* _WHAT YOU ARE ASKED TO DO_:
The listing beneath should be written out in full, exactly as shown.

__________

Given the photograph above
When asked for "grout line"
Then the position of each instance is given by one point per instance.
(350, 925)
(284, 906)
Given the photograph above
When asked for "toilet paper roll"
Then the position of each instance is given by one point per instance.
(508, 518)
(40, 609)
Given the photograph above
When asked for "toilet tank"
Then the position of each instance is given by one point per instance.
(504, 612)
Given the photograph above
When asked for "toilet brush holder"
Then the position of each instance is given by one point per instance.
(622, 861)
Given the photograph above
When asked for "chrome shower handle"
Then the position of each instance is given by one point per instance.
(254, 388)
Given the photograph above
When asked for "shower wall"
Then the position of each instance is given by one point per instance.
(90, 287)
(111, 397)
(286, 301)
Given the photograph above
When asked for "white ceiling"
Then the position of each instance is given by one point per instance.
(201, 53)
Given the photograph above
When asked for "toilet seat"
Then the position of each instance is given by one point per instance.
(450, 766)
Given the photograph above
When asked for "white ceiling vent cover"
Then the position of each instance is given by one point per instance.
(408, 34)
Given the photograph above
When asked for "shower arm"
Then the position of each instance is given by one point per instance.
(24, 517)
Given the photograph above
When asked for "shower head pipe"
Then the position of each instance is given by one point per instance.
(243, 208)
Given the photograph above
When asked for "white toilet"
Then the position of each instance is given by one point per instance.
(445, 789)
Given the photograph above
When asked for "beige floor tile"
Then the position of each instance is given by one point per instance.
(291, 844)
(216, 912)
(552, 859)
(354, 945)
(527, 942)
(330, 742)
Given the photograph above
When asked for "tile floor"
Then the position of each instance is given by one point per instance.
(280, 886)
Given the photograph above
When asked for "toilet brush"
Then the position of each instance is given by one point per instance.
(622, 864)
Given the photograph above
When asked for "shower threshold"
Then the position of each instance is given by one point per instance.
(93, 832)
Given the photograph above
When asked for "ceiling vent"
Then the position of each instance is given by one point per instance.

__________

* _FINAL RESULT_:
Given the photograph above
When asked for "grout line"
Then the position of each instance is given by one point per instance.
(350, 925)
(284, 906)
Given the photograph above
When asked for "toilet paper roll"
Then the position of each instance is given by one point per instance.
(508, 518)
(40, 609)
Given the photograph above
When asked for "toilet tank"
Then the position of each instance is given by one point per instance.
(504, 612)
Given the photograph above
When asked for "toilet brush holder"
Then the position of each instance is given by one point per instance.
(622, 861)
Given the photograph above
When asked for "chrome shower handle"
Then the position of each instance is given by one point per instance.
(254, 388)
Given the photograph above
When asked for "shower wall"
Then the position of each instance is given by one point per instance.
(90, 287)
(111, 397)
(286, 301)
Given the photograph above
When asked for "white ceiling"
Then the position of each instance is given by one point per instance.
(201, 53)
Given the photograph above
When asked for "toilet seat"
Then the position of each instance is given by one point per instance.
(450, 766)
Given the photograph above
When asked for "white ceiling vent cover"
Then the position of each instance is given by one point per instance.
(408, 34)
Given the photograph above
When asked for "shower arm"
Then the position of each instance is given by one point per instance.
(24, 517)
Given the photograph above
When asked for "shower head pipe"
Then the position of each instance is given by one point per instance.
(243, 208)
Given the photograph above
When asked for "white toilet"
Then the position of each instance is given by one point per instance.
(445, 789)
Given the photograph above
When asked for "beige floor tile"
Then the position of each instance is given by one point per instance.
(291, 844)
(216, 912)
(552, 859)
(354, 945)
(527, 942)
(330, 742)
Given the photograph above
When asked for "tile floor"
Then the position of each instance is given by one point per instance.
(280, 886)
Given the photograph above
When asked for "toilet brush"
Then the position of each instance is given by one point per instance.
(622, 864)
Given the photograph above
When asked for "shower threshold"
Then the position of each instance is given by one point per instance.
(93, 832)
Given the photograph above
When asked for "ceiling vent"
Then the position of each instance is given by one point per instance.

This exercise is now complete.